→ **SELECTED EXCERPT**
◇ ◇ ◇ ◇ ◇ ◇ ◇
On 2004-08-19, Kinyon, Rob <[EMAIL PROTECTED]> wrote:
>
> What do folks think about allowing an error-handling runmode within
> CGI::Application. Do something like:
>
> sub setup
> {
> my $self = shift;
>
> ....
> $self->error_mode( 'error_in_page' );
> ....
>
> $self->SUPER::setup( @_ );
> }
>
> Then, within C::A::run(), eval around the call to $rmeth and, if $@ is
> set, set $body equal to the result of a call to $self->error_mode. If
> that sets $@, then continue as it happens today.
I think this is a useful suggestion. In my own sub-class of
CGI::Application, I have an error handling run mode that I use to send
messages to browser.
Since I don't believe in showing technical gibberish to website
visitors, usually my messages have titles like "Technical Failure", or
"Insufficient Information", with short descriptions of what's wrong.
◇ ◇ ◇ ◇ ◇ ◇ ◇
→ **SOURCE DATA**
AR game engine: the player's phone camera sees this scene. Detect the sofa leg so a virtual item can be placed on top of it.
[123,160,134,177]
◇ ◇ ◇ ◇ ◇ ◇ ◇
→ **BRIEF 1**
In the CGI::Application error-handling message, copy the passage that opens with the words containing "Since I don't" and closes with "of what's wrong.".
→ **BRIEF 2**
In the CGI::Application error-handling message, what titles does the person replying usually give their error messages?
→ **BRIEF 3**
Continue the CGI::Application error-handling message from its last sentence.
The listing has nothing to do with the CGI::Application error-handling message.

→ **EXERCISE RESPONSE 1**
Since I don't believe in showing technical gibberish to website
visitors, usually my messages have titles like "Technical Failure", or
"Insufficient Information", with short descriptions of what's wrong.

→ **EXERCISE RESPONSE 2**
Titles like "Technical Failure" or "Insufficient Information."

→ **EXERCISE RESPONSE 3**
[ Thanks about implications. ]
This solution is a little less flexible, because the only input you give
to "error_mode" is "$@". You would then have to parse the string to see
whether you got back a friendly error message (from an intentional
"die"), or some deadly error from deeper in Perl.
In that case, it serves as little more than a customized "internal
server error" page.
I think I like my solution better, which works more like this:
1. Create an customized internal server error page as a catchall.
Implement with Apache ErrorDocument directive.
( I usually skip this entire step. )
2. Use my own error() routine for simple error messages to return the
user. Most commonly these are:
- "Insufficient Information", i.e: propeller_id was missing
- "Technical Failure": I eval'ed some chunk of code and it
died unexpectedly.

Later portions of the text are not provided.